• [What is needed]
Retype the entries in full, exactly.
....
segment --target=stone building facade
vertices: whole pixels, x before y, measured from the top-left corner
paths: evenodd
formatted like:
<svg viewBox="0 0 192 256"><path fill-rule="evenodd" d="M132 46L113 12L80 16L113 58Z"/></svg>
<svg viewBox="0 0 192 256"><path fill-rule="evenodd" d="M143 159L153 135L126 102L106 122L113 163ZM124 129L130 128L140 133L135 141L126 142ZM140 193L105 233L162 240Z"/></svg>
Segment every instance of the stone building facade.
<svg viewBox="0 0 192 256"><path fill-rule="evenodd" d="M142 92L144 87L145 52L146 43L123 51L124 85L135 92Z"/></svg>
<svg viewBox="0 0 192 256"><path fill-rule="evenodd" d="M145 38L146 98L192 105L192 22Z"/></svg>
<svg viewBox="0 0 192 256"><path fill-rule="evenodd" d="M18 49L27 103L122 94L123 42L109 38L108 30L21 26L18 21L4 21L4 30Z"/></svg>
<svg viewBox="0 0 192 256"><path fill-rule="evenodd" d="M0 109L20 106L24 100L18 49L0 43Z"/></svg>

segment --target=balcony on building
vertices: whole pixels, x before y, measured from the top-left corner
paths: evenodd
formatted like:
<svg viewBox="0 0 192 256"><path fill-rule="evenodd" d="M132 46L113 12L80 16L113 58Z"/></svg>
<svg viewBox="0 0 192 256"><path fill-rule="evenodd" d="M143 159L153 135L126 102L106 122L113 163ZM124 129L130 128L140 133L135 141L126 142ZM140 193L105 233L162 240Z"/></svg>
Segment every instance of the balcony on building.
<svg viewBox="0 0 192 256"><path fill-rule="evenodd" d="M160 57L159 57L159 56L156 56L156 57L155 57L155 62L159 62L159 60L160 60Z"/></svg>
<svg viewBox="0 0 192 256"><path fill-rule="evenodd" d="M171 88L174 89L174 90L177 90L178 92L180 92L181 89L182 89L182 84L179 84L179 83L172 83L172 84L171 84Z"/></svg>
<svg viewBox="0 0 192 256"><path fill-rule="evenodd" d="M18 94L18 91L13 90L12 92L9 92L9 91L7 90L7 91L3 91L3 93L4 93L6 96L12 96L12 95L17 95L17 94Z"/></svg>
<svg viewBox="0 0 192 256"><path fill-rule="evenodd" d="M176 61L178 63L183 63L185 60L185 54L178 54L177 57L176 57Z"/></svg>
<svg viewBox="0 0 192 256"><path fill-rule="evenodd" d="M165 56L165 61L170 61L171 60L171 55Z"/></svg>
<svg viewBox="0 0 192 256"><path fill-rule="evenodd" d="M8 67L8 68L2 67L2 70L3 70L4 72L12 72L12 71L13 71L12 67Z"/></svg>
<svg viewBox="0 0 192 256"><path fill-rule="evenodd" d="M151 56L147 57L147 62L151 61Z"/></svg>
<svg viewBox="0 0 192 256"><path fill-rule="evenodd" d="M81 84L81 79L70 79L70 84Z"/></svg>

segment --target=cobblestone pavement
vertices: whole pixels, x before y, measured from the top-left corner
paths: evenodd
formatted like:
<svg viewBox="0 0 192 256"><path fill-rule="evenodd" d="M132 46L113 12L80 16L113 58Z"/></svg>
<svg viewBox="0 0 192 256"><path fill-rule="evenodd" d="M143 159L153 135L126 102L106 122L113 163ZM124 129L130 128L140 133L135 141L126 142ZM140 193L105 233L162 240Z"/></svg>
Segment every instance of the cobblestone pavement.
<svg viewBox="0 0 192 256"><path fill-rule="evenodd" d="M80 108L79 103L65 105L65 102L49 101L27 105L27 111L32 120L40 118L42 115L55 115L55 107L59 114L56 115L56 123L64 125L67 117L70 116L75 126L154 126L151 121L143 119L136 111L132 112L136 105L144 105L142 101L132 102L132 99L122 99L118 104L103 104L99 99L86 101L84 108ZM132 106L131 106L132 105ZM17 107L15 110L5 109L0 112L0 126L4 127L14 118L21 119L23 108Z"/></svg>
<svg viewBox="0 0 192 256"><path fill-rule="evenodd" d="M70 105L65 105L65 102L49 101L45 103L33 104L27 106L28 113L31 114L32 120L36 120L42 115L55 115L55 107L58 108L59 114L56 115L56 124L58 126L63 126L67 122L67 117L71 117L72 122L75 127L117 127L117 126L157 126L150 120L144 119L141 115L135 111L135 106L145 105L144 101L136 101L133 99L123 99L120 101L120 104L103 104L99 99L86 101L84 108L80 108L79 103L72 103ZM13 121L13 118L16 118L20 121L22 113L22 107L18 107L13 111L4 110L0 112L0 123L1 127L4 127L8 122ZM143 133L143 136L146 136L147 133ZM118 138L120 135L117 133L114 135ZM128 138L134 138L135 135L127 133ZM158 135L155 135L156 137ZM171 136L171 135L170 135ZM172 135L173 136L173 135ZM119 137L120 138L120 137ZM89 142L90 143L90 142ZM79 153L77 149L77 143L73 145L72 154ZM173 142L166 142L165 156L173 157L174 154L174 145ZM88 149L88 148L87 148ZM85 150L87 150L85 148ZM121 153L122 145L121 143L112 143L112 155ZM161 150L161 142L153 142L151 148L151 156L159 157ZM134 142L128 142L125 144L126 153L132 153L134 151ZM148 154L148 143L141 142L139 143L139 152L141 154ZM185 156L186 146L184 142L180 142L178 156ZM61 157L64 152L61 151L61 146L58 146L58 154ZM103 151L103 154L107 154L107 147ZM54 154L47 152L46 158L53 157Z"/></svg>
....
• [Reply to the task]
segment --target=stone building facade
vertices: whole pixels, x before y, measured from the top-left corner
paths: evenodd
formatted like:
<svg viewBox="0 0 192 256"><path fill-rule="evenodd" d="M132 46L113 12L80 16L113 58Z"/></svg>
<svg viewBox="0 0 192 256"><path fill-rule="evenodd" d="M143 159L153 135L126 102L106 122L113 163ZM124 129L130 128L140 133L135 141L126 142ZM140 193L105 233L162 240Z"/></svg>
Segment every instance of the stone building facade.
<svg viewBox="0 0 192 256"><path fill-rule="evenodd" d="M142 92L144 87L145 52L146 43L123 51L124 85L135 92Z"/></svg>
<svg viewBox="0 0 192 256"><path fill-rule="evenodd" d="M145 38L146 98L192 105L192 22Z"/></svg>
<svg viewBox="0 0 192 256"><path fill-rule="evenodd" d="M18 49L27 103L122 94L123 42L109 38L108 30L21 26L18 21L4 21L4 30Z"/></svg>
<svg viewBox="0 0 192 256"><path fill-rule="evenodd" d="M0 109L20 106L24 100L18 49L0 43Z"/></svg>

segment --target=balcony on building
vertices: whole pixels, x before y, measured from the top-left corner
paths: evenodd
formatted like:
<svg viewBox="0 0 192 256"><path fill-rule="evenodd" d="M132 46L113 12L80 16L113 58Z"/></svg>
<svg viewBox="0 0 192 256"><path fill-rule="evenodd" d="M143 159L153 135L126 102L106 122L113 163ZM124 129L130 128L140 133L135 141L126 142ZM140 193L105 233L162 240Z"/></svg>
Segment every instance of the balcony on building.
<svg viewBox="0 0 192 256"><path fill-rule="evenodd" d="M160 57L159 57L159 56L156 56L156 57L155 57L155 62L159 62L159 60L160 60Z"/></svg>
<svg viewBox="0 0 192 256"><path fill-rule="evenodd" d="M171 88L174 89L174 90L177 90L178 92L180 92L181 89L182 89L182 84L179 84L179 83L172 83L172 84L171 84Z"/></svg>
<svg viewBox="0 0 192 256"><path fill-rule="evenodd" d="M18 94L18 91L13 90L12 92L9 92L9 91L7 90L7 91L3 91L3 93L4 93L6 96L12 96L12 95L17 95L17 94Z"/></svg>
<svg viewBox="0 0 192 256"><path fill-rule="evenodd" d="M176 61L178 63L183 63L185 60L185 54L178 54L177 57L176 57Z"/></svg>
<svg viewBox="0 0 192 256"><path fill-rule="evenodd" d="M165 56L165 61L170 61L171 60L171 55Z"/></svg>
<svg viewBox="0 0 192 256"><path fill-rule="evenodd" d="M8 67L8 68L2 67L2 70L3 70L4 72L12 72L12 71L13 71L12 67Z"/></svg>
<svg viewBox="0 0 192 256"><path fill-rule="evenodd" d="M151 56L147 57L147 62L151 61Z"/></svg>
<svg viewBox="0 0 192 256"><path fill-rule="evenodd" d="M81 84L81 79L70 79L70 84Z"/></svg>

segment --target=cobblestone pavement
vertices: whole pixels, x before y, measured from the top-left corner
paths: evenodd
formatted like:
<svg viewBox="0 0 192 256"><path fill-rule="evenodd" d="M132 46L113 12L80 16L113 58Z"/></svg>
<svg viewBox="0 0 192 256"><path fill-rule="evenodd" d="M143 159L153 135L126 102L106 122L113 163ZM124 129L130 128L140 133L135 141L126 142ZM140 193L105 233L162 240Z"/></svg>
Segment every instance of the cobblestone pavement.
<svg viewBox="0 0 192 256"><path fill-rule="evenodd" d="M80 108L79 103L65 105L65 102L49 101L27 105L27 111L32 120L40 118L42 115L55 115L55 107L59 114L56 115L56 123L64 125L67 117L70 116L75 126L154 126L151 121L143 119L136 111L132 112L136 105L144 105L142 101L132 102L132 99L122 99L118 104L103 104L99 99L86 101L84 108ZM132 106L131 106L132 105ZM17 107L15 110L5 109L0 112L0 126L4 127L14 118L21 119L23 108Z"/></svg>
<svg viewBox="0 0 192 256"><path fill-rule="evenodd" d="M70 105L65 105L65 102L49 101L45 103L33 104L27 106L28 113L31 114L32 120L36 120L42 115L55 115L55 107L58 108L59 114L56 115L56 124L58 126L63 126L67 122L67 117L71 117L72 122L75 127L117 127L117 126L157 126L150 120L144 119L141 115L135 111L135 106L145 105L144 101L136 101L133 99L123 99L120 101L120 104L103 104L99 99L86 101L84 108L80 108L79 103L72 103ZM13 121L13 118L16 118L20 121L22 113L22 107L18 107L13 111L4 110L0 112L0 123L1 127L4 127L8 122ZM143 133L143 136L146 136L147 133ZM118 138L120 135L117 133L114 135ZM128 138L134 138L135 135L127 133ZM158 135L155 135L156 137ZM171 136L171 135L170 135ZM172 135L173 136L173 135ZM119 137L120 138L120 137ZM89 142L90 143L90 142ZM79 153L77 149L77 143L73 145L72 154ZM173 142L166 142L165 156L173 157L174 154L174 145ZM88 149L88 148L87 148ZM85 150L87 150L85 148ZM121 153L122 145L121 143L112 143L112 155ZM161 150L161 142L153 142L151 148L151 156L159 157ZM134 142L128 142L125 144L126 153L132 153L134 151ZM148 154L148 143L141 142L139 143L139 152L141 154ZM185 156L186 146L184 142L180 142L178 156ZM61 157L64 152L61 151L61 146L58 146L58 154ZM103 151L103 154L107 154L107 147ZM54 154L47 152L46 158L53 157Z"/></svg>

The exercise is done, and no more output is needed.